- [Work to be completed] Please convert everything from the line containing "white sand beach?" down to the line containing "the boat canopy?", both included, into a Markdown table with the columns Row and Line, numbering each line and skipping blank ones.
— begin Record extracts —
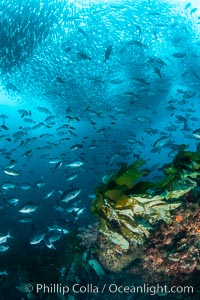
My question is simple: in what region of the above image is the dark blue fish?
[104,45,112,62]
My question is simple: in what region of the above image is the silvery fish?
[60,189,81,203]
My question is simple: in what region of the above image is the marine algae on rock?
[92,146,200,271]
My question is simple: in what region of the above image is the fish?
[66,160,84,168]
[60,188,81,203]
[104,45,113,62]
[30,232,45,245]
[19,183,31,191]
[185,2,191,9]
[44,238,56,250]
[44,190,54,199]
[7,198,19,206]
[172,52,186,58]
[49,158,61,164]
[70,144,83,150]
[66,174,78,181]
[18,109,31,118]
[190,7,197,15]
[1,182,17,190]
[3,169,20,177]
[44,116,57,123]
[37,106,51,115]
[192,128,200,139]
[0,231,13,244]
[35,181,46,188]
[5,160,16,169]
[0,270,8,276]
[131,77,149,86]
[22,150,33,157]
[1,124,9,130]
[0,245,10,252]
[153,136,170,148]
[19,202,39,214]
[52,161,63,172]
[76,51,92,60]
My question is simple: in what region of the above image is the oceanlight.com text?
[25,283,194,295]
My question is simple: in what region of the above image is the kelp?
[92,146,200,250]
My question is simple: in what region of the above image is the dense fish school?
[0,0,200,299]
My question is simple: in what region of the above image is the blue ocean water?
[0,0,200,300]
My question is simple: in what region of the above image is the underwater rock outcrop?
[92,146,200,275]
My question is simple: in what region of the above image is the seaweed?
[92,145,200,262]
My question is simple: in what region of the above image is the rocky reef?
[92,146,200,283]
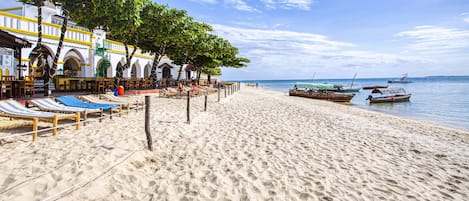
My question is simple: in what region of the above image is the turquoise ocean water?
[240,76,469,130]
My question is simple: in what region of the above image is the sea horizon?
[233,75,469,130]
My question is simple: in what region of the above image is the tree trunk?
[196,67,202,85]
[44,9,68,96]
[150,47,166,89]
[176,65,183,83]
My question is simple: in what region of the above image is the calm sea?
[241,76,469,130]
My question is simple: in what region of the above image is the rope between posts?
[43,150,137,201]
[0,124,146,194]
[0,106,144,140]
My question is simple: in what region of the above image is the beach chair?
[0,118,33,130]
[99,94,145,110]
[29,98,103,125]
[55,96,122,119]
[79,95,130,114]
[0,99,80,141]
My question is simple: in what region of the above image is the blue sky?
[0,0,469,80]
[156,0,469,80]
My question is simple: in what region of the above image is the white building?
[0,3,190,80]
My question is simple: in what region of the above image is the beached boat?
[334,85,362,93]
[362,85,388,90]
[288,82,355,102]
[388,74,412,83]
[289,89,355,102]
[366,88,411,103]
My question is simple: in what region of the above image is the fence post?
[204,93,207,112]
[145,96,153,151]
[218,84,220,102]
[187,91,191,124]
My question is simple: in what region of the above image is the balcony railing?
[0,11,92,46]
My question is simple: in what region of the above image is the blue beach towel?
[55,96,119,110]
— end Record extracts —
— begin Record extracts —
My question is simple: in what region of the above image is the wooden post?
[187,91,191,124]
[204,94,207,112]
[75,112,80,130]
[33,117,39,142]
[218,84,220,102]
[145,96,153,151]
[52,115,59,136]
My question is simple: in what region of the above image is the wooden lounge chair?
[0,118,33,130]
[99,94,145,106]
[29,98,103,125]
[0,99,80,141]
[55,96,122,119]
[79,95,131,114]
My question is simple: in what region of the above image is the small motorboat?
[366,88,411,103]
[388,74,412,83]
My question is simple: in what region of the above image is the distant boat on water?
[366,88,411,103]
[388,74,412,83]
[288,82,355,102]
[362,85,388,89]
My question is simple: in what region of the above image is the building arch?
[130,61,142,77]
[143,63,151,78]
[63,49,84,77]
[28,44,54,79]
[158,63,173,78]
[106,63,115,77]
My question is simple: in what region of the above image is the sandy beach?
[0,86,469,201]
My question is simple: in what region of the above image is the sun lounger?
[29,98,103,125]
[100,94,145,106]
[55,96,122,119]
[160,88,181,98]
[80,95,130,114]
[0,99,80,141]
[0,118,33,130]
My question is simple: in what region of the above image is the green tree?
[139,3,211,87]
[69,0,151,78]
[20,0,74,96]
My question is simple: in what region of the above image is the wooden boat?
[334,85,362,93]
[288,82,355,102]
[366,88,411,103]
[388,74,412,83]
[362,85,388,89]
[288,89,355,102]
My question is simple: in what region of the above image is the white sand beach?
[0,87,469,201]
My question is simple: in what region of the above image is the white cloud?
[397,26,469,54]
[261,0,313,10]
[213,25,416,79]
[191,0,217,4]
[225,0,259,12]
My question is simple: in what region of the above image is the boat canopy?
— end Record extracts —
- [Answer to the problem]
| Row | Line |
|---|---|
| 1 | My question is simple: in what region of the above image is the white sand beach? |
| 2 | [0,87,469,201] |
| 3 | My question is simple: in what region of the above image is the white cloud? |
| 4 | [397,26,469,54] |
| 5 | [261,0,313,10] |
| 6 | [213,25,416,79] |
| 7 | [191,0,217,4] |
| 8 | [225,0,259,12] |
| 9 | My question is simple: in what region of the above image is the boat canopy? |